- Things to do:
[a] Name every region that the forum thread on canals in Gondor says knew irrigation canals 4,000 to 5,000 years ago.
[b] From the forum thread on canals in Gondor, quote the passage starting at "## Ugluk (Oct" and ending at "in JRRT's time.".

Most of the population of Gondor lived in a region quite mountainous, like that of Etruria and Latinuim of which Rome was to eventually rule, and which functioned as a kind of “model” for _The Númenórean Kingdoms in Middle-earth_, whether in the _Second Age _or _Third Age_.

You don’t get a lot of Canals in such areas.

As a last comment upon Aqueducts and _Minas Tirith_:

1) It likely didn’t need them, given Tolkien’s predilection for large rocks with huge numbers of Springs issuing from them.

2) Even with a large natural water supply (like many of the Towns of the Rockies and Alps, where you have cities built around a large and *very abundant* spring (Or, in the Osarks, like Hot Springs, Arkansas, which provided Hot-and-Cold running water to a population prior to such things being common), Minas Tirith probably _*did*_ have aqueducts. Given its smaller size as a city (with a peak population of between 250,000 and 500,000), it would only have needed one or two. The mountain behind it would have produced a natural means of providing an aqueduct that then fed most of the Pelennor.

#2 above also brings us to another point: Sanitation.

Rome just dumped its sewage into the Tibur. But other cities that had Aqueducts supporting them, that didn’t dump their sewage into a river, tended to have efluivial swamps into which the sewage dumped, which then produced enormous quantities of fertilizer for nearby agriculture, and purified the water for downstream usage where such swamps/fens/mires emptied into a waterway.

_Minas Anor_ and _Minas Ithil_ both likely used such a method, as did other “Urban” or Township Settlements in Gondor, with that of _Minas Anor/Tirith _located to the South of the City, flowing to the West of _Harlond,_ such that here you MIGHT have seen a Canal where SOME goods were taken between the swampier regions where the Sewers of _Minas Tirith _emptied and _Harlond_, as a better means of transporting the Agricultural Goods of _Harondor_ and _South Ithilien _to the major Urban Centers near _Minas Anor/Tirith _and the _Pelennor _(_The Pelennor _likely held as many people as _Minas Anor/Tirith_, as it was nearly capable of supporting the entire population of _Minas Tirith _in the latter Third Age).

MB


----------



## Ugluk (Oct 4, 2022)

Any need for waterborne transport in Gondor would be met by the


Olorgando said:


> Even shipping canals predate industrialization (if by that is meant the industrial revolution starting in the UK in the late 18th century) by thousands of years. Irrigation canals were known in Mesopotamia, Egypt and the Indus Valley Culture (aka Harappa Culture) 4,000 to 5,000 years ago. That was already known in JRRT's time.


Irrigation canals for the most part (which I have seen first hand in the case of the Harappan examples), along which small boats could progress. Nothing like the major networks of transportation canals as were constructed in Europe and North America in the 18th and 19th centuries. Both used the rivers themselves and their tributaries and distributaries for transport. The Egyptians did dig one major canal under Pharaoh Necho from the Nile delta to the bitter lakes and from their to the head of the Gulf of Suez.

There was the Grand Canal in China, begun in the 5th century BC and completed in the 13th century AD, still the longest canal in the world. But that took advantage of the unique geography of the Chinese coastal plain and the availability of a huge labour force (China's population was ~50 million in the 5th C BC and ~100 million by the 13th C AD and of course unified control and efficient administration. But this is outside the cultural-geographic referents


Matthew Bailey said:


> This is a subject that I have given *ENORMOUS thought to*.

- Dataset entries:
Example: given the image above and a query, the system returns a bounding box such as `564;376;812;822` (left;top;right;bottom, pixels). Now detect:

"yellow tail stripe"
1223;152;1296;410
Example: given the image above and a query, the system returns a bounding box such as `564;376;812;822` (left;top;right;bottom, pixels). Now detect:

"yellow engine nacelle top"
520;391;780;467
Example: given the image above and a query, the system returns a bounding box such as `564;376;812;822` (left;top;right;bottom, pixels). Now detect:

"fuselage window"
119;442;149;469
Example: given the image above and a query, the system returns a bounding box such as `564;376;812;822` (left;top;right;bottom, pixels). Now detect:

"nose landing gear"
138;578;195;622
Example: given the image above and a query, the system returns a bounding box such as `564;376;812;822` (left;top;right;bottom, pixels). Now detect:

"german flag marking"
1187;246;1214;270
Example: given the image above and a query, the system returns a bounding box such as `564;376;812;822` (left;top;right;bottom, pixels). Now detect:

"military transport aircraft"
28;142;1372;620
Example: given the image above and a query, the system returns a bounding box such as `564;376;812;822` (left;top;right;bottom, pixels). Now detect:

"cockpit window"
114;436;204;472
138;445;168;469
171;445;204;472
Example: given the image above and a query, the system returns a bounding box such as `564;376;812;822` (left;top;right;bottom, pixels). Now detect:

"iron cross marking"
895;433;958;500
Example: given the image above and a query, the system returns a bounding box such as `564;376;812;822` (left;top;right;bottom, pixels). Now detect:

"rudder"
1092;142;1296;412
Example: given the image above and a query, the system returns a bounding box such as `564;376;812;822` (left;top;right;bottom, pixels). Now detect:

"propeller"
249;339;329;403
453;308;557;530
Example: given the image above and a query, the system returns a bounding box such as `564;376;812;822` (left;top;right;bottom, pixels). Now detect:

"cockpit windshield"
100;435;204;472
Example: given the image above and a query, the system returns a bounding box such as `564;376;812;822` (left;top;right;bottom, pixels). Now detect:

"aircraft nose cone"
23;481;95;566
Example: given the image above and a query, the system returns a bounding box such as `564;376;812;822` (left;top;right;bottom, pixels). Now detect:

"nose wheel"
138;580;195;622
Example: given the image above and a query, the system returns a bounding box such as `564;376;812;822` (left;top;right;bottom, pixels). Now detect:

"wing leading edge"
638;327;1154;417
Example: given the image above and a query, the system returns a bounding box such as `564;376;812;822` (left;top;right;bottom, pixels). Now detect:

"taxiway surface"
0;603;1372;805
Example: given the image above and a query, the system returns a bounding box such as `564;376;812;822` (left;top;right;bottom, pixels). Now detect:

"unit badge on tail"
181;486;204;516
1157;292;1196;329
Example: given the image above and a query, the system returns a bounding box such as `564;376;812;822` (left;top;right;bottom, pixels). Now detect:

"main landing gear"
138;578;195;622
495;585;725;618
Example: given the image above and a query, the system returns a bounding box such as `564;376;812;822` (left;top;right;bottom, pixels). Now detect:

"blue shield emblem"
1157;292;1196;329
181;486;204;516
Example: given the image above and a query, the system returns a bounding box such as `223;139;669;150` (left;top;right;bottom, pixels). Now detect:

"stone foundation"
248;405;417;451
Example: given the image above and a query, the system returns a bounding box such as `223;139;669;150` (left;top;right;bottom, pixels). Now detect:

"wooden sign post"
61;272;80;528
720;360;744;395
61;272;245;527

- Expected results:
[a] Mesopotamia, Egypt, and the Indus Valley Culture (also called the Harappa Culture).

[b]
## Ugluk (Oct 4, 2022)

Any need for waterborne transport in Gondor would be met by the


Olorgando said:


> Even shipping canals predate industrialization (if by that is meant the industrial revolution starting in the UK in the late 18th century) by thousands of years. Irrigation canals were known in Mesopotamia, Egypt and the Indus Valley Culture (aka Harappa Culture) 4,000 to 5,000 years ago. That was already known in JRRT's time.